INSTRUCTIONS FOR THE TASK —
All lines from the line containing "Target: green cat eye" up to and including the last line of the listing below should be echoed exactly; no other lines belong in the response.

EXERCISE INPUT —
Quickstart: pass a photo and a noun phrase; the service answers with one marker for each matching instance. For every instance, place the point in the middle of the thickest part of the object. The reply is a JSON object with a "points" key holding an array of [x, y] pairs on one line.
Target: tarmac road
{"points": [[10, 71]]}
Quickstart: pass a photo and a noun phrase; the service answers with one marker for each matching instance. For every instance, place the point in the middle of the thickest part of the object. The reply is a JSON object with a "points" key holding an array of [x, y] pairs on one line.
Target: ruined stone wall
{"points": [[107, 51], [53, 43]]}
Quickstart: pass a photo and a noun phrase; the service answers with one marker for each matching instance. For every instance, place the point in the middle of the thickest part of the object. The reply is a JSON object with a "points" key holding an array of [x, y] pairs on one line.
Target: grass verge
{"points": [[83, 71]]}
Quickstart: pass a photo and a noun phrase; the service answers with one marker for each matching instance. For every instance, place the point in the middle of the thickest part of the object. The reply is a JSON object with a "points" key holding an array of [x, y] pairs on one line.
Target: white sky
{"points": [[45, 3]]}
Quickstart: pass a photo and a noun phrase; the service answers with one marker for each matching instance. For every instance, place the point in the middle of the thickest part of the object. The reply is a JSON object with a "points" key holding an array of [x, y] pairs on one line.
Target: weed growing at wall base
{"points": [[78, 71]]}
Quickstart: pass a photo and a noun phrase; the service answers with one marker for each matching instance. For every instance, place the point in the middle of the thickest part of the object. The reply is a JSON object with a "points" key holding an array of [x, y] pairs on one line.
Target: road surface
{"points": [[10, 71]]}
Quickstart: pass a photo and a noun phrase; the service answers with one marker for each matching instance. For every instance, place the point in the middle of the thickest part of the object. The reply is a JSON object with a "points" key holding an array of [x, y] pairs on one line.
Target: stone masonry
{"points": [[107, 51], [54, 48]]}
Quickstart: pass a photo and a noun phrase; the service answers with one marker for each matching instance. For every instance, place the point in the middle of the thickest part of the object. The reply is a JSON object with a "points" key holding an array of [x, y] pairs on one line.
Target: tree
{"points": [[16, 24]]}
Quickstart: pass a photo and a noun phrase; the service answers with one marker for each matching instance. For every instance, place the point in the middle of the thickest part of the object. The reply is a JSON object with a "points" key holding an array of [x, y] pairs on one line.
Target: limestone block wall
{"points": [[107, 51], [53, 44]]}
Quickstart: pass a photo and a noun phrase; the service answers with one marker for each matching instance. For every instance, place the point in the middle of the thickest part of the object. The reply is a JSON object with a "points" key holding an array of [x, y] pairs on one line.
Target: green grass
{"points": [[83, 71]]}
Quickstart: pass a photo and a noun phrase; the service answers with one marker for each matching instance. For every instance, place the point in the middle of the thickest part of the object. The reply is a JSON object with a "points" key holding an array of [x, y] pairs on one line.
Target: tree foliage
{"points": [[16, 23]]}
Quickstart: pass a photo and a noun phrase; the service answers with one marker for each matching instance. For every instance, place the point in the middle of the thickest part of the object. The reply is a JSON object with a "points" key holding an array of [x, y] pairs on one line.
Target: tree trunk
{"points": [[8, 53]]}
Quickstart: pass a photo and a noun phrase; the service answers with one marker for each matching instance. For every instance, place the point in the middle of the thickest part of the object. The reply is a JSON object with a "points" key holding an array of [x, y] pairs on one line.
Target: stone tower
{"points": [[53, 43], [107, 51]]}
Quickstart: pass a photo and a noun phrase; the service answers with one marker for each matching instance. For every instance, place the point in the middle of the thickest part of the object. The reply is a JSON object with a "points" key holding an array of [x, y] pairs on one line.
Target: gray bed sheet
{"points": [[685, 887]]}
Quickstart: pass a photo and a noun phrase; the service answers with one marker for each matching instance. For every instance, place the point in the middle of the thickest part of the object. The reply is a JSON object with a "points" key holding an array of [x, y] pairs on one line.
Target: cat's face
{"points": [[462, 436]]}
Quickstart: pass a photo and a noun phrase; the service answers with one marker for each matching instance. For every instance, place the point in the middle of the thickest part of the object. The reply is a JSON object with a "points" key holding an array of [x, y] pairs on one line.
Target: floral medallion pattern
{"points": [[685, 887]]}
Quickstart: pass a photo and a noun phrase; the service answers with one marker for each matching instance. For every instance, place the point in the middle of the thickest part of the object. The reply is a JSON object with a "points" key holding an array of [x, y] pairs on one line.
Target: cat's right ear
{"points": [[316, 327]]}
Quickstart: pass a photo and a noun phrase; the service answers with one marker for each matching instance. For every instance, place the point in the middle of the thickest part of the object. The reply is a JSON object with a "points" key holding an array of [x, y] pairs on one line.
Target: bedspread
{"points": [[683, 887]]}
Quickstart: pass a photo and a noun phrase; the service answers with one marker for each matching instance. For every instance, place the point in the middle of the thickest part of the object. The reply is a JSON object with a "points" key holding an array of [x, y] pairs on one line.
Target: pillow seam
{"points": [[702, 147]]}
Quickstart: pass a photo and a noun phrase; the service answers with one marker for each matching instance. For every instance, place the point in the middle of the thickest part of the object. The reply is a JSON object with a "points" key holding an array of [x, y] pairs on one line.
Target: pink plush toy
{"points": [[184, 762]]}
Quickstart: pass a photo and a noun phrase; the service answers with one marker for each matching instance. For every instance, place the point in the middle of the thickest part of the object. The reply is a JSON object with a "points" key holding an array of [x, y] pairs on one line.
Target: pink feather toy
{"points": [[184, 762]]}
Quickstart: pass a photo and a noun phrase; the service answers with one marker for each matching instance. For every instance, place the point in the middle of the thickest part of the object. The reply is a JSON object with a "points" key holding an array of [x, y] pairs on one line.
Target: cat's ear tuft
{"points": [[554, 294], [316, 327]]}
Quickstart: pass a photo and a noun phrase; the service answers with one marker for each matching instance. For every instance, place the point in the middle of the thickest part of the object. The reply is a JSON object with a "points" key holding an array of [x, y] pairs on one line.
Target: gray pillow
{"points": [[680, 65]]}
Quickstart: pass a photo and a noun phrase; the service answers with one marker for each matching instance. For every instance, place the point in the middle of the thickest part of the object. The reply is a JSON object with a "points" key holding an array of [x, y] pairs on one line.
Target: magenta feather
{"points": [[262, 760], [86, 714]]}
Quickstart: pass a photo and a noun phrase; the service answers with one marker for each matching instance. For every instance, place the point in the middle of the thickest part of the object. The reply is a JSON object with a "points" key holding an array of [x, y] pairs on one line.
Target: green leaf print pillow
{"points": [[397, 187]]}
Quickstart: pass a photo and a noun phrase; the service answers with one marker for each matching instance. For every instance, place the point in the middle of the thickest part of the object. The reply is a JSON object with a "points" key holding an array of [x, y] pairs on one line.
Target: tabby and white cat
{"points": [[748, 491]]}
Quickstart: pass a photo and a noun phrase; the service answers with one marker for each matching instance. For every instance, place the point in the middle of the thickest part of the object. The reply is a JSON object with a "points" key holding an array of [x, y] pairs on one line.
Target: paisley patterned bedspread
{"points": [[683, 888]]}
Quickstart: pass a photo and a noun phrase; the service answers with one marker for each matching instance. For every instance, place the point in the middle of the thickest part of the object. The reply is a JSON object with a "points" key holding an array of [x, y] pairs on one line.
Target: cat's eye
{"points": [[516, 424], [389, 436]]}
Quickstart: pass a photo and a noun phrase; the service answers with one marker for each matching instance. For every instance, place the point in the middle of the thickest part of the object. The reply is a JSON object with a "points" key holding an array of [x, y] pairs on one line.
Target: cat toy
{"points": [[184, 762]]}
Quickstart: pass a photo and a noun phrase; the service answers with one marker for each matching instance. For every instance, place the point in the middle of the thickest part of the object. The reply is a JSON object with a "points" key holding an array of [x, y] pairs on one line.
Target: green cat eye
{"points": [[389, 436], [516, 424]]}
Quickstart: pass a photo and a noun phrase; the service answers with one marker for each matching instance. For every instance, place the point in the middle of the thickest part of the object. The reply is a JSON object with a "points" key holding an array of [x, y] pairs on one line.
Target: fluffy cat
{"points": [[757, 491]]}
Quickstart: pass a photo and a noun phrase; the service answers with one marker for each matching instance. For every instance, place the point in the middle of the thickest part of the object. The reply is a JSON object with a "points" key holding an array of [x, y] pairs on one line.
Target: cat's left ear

RESPONSE —
Target: green cat eye
{"points": [[389, 436], [516, 424]]}
Quickstart: pass a photo and a noun phrase; the service answers with one marker for each matching instance. For every instance, place the point in the middle of the thickest part of the object. The reply is a JSON object with a "points" key holding an array of [x, y] pairs on one line.
Target: fluffy cat
{"points": [[757, 491]]}
Quickstart: pass a photo and a noun phrase; the service answers with one marker for each matching instance. For every instance, place the point in the middle of the thickest part of the object. The reply is a JSON object with a "points" key holding an array of [x, y] pairs on one line.
Target: cat's left ear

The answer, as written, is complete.